[Opening EXCERPT TO READ section]

How You Can Be More Proactive with Your Cybersecurity in 2026

Cybersecurity threats are just as pressing as ever. The good news, though, is that it collectively takes less time to detect and contain a breach. It’s also cheaper than it has been, and the global average cost of a breach is down.

With the average cost of a breach still at $4.44 million, however, now is not the time to sit back and rest easy. We’re finally turning the tables on cybercrime, and you too can benefit by investing in these proactive cybersecurity tactics and tools in 2026.

Actively Hunt Threats Down

Threat hunting is one of the more effective ways you can proactively address breaches. While yes, the global average breach lifecycle has dropped 17 days, it still takes an average of 241 days to identify and contain a breach. That’s why being proactive is essential.

Threat hunting leverages tools like managed detection response and security information and event management (together) to establish a baseline of behavior to detect, investigate, and then respond to threats. This proactive approach, when paired with the right systems, can even alleviate your security teams’ workload simply by triaging alerts by order of priority and by offering a 24/7 monitoring solution to ensure your business is protected around the clock.

Audit Your User Access Protocols

Your users will always be one of the biggest weakpoints in your business, which is why it’s important that you regularly audit your users.

To start, check to make sure that all user access for previous employees is deleted. You’ll even want to extend this to customers and remove inactive accounts after a specific period of time. Not only will this help you maintain data governance regulation, but it will also minimize risk from shadow accounts.

You’ll also want to enforce strong, unique passwords and ensure that multi-factor authentication is enabled for everyone. From there, you’ll want to go through and ensure that every role in your business is restricted so it can only access the data it needs. Your accountant, for example, shouldn’t have access to R&D reports unless they concern financials.

[Closing EXCERPT TO READ section]

◆ WHAT IS REQUIRED
Can you summarize the cybersecurity article in two sentences? The records come from a separate source, unrelated to the cybersecurity article.

[Opening RECORDED DATA section]

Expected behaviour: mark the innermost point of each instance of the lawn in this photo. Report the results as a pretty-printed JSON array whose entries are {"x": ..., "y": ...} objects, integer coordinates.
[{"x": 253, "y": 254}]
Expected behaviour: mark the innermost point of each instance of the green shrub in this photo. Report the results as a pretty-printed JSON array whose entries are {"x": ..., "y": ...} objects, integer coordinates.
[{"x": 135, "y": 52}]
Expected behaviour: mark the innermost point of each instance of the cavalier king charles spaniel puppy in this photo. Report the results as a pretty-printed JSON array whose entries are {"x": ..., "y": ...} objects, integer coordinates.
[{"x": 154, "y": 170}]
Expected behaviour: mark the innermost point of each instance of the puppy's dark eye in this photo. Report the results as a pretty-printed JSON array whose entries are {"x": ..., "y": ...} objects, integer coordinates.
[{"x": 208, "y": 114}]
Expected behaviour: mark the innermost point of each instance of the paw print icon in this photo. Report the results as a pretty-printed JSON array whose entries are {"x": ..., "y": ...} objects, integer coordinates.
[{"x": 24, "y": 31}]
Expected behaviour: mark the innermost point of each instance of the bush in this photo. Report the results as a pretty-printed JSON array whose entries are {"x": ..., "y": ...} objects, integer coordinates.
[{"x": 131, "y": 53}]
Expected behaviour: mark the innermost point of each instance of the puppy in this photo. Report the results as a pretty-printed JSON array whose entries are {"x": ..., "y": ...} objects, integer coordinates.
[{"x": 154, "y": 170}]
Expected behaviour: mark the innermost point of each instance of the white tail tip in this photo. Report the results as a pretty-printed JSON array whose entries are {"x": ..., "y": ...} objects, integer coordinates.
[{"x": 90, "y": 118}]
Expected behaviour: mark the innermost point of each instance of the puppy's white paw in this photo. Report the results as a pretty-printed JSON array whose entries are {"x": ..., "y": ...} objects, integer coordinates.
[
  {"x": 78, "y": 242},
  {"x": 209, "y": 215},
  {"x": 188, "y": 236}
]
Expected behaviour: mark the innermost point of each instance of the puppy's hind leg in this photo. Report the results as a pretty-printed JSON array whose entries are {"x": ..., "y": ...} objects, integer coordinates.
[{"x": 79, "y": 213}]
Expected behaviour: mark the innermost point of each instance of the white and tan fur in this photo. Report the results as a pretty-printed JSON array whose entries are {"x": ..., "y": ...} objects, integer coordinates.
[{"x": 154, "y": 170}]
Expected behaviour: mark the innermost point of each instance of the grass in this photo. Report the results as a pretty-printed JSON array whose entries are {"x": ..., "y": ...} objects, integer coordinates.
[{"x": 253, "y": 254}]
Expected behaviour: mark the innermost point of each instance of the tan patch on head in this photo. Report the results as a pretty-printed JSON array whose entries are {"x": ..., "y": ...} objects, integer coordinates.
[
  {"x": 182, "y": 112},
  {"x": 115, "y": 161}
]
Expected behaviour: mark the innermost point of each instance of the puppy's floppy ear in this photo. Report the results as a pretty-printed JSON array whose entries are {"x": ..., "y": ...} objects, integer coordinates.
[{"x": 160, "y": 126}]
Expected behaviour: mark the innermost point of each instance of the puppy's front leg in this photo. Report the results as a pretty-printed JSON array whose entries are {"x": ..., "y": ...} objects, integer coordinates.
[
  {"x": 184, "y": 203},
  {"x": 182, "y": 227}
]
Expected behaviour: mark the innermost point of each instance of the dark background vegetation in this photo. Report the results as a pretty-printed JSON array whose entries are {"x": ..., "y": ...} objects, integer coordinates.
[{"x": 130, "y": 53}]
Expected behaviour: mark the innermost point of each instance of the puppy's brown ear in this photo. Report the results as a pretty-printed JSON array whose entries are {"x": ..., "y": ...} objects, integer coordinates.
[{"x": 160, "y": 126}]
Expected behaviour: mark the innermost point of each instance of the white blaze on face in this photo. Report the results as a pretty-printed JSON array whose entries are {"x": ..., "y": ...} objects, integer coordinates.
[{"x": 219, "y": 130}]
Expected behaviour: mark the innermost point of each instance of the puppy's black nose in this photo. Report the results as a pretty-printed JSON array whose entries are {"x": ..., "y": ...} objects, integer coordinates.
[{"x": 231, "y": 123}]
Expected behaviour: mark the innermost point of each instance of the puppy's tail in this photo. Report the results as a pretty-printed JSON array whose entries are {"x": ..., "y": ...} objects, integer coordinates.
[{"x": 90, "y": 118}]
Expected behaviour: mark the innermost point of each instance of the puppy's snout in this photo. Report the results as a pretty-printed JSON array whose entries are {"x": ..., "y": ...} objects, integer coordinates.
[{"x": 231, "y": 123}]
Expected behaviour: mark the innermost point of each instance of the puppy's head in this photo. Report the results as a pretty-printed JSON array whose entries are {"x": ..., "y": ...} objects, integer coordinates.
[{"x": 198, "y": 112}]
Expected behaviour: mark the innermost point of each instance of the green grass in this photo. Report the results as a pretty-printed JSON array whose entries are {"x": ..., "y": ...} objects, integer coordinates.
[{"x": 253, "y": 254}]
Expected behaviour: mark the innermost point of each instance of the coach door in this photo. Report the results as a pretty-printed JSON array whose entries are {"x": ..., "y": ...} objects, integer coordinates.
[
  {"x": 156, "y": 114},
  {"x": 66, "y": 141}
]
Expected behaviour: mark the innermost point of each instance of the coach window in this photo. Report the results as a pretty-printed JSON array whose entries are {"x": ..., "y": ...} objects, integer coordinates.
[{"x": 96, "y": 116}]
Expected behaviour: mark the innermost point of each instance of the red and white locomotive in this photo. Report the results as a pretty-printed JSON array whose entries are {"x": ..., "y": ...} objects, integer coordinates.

[Closing RECORDED DATA section]

◆ EXERCISE ANSWER
Breaches now take less time to detect and contain and cost less than before, but with the average breach still costing $4.44 million, businesses should invest in proactive cybersecurity tactics and tools in 2026. These include threat hunting, which uses managed detection response and security information and event management to detect, investigate, and respond to threats, and regular audits of user access that delete former employees' access, enforce strong passwords and multi-factor authentication, and restrict each role to the data it needs.